▸ Tugas:
Menurut teks tentang panahan Meksiko di bawah, pada usia berapa Mariana Avitia mulai memanah?

▸ Teks Sumber:
Meksiko telah berada di kancah panahan internasional selama bertahun-tahun, namun baru pada Olimpiade London 2012 negara ini benar-benar mengukuhkan posisinya sebagai negara kuat. Tim panahan wanita Meksiko, yang dipimpin oleh Avitia dan sesama pemanah Aida Román, menjadi berita utama dengan penampilan bersejarah mereka. Bagi Avitia, musim panas di London itu memberi Meksiko medali panahan Olimpiade pertamanya – perunggu – dan mengubah lintasan olahraga ini di negara asalnya.
Dari Monterrey ke London: Seorang Bintang Muda Muncul
Mariana Avitia, yang berasal dari Monterrey, mulai memanah pada usia enam tahun pada tahun 2001. Bakatnya dengan cepat terlihat, dan pada usia 14 tahun, ia berkompetisi di Olimpiade pertamanya di Beijing pada tahun 2008, di mana ia berada di urutan kedelapan. Meskipun mendapat tekanan, ia tetap menjadi kompetitor Olimpiade termuda Meksiko, yang menyiapkan panggung untuk penampilannya yang luar biasa empat tahun kemudian.

▸ Daftar Tersedia:

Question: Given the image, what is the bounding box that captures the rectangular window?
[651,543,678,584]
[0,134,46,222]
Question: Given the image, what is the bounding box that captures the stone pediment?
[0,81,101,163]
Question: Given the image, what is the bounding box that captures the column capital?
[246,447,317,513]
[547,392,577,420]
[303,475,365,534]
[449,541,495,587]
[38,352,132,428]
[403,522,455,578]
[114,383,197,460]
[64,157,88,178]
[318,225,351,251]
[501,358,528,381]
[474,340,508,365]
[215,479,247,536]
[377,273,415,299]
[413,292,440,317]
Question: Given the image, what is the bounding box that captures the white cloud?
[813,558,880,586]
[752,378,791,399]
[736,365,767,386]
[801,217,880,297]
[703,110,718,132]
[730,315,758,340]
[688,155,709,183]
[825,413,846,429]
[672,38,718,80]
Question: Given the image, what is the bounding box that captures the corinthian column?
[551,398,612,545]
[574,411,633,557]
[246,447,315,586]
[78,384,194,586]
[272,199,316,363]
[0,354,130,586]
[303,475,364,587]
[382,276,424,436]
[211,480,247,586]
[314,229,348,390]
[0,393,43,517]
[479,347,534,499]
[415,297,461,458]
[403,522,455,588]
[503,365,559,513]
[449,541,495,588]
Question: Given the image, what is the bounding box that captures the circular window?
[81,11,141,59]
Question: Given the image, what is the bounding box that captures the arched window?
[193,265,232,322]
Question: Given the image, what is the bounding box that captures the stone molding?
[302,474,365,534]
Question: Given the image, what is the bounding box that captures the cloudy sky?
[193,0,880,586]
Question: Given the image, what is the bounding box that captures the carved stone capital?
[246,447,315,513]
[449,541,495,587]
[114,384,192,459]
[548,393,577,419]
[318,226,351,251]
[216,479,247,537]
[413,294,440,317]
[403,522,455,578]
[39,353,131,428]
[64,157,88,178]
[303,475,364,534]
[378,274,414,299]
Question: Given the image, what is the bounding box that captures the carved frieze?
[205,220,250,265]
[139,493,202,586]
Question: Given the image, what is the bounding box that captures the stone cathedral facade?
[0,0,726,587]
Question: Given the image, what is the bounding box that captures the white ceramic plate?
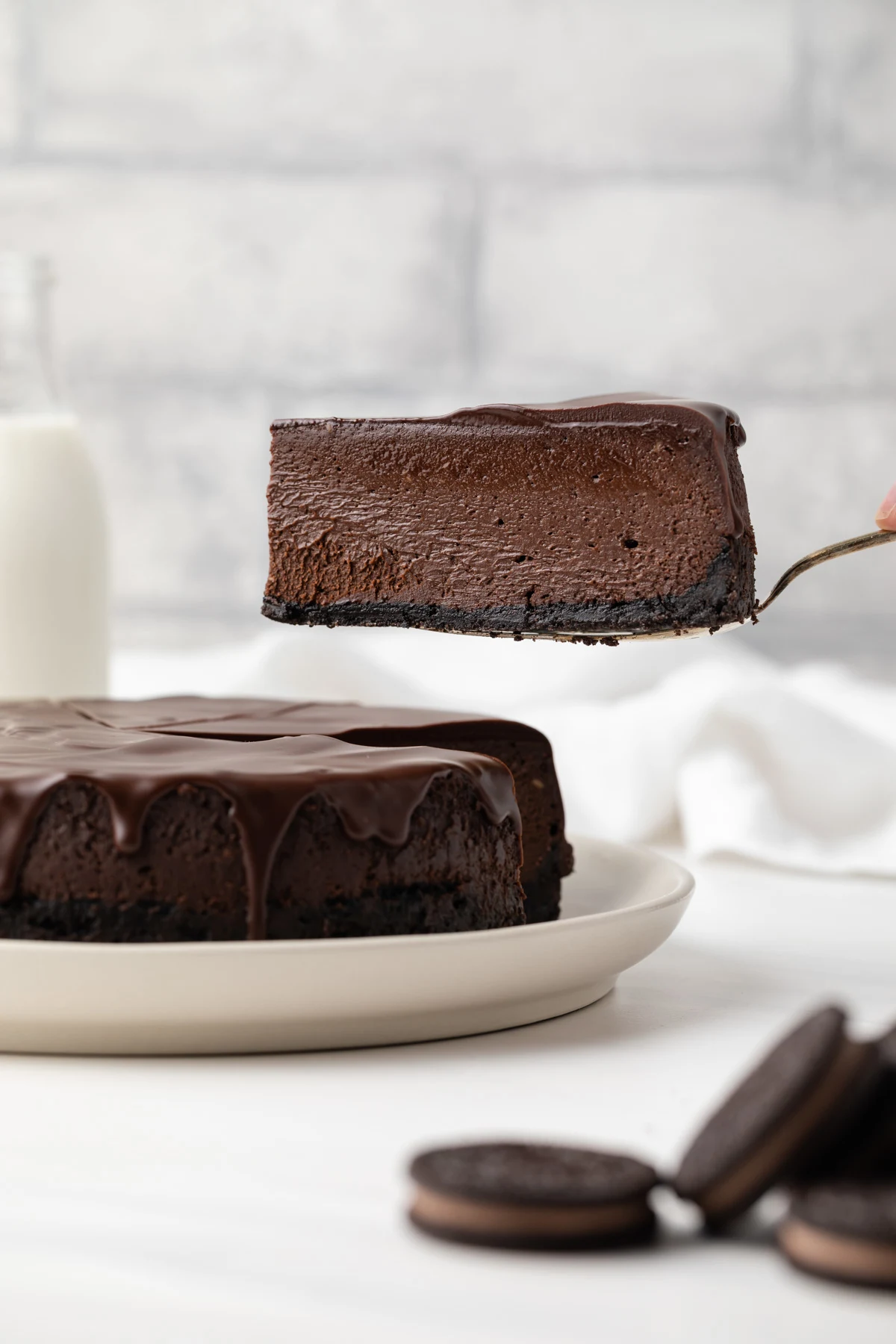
[0,837,693,1055]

▸ Jawaban:
Pada usia enam tahun, yaitu pada tahun 2001.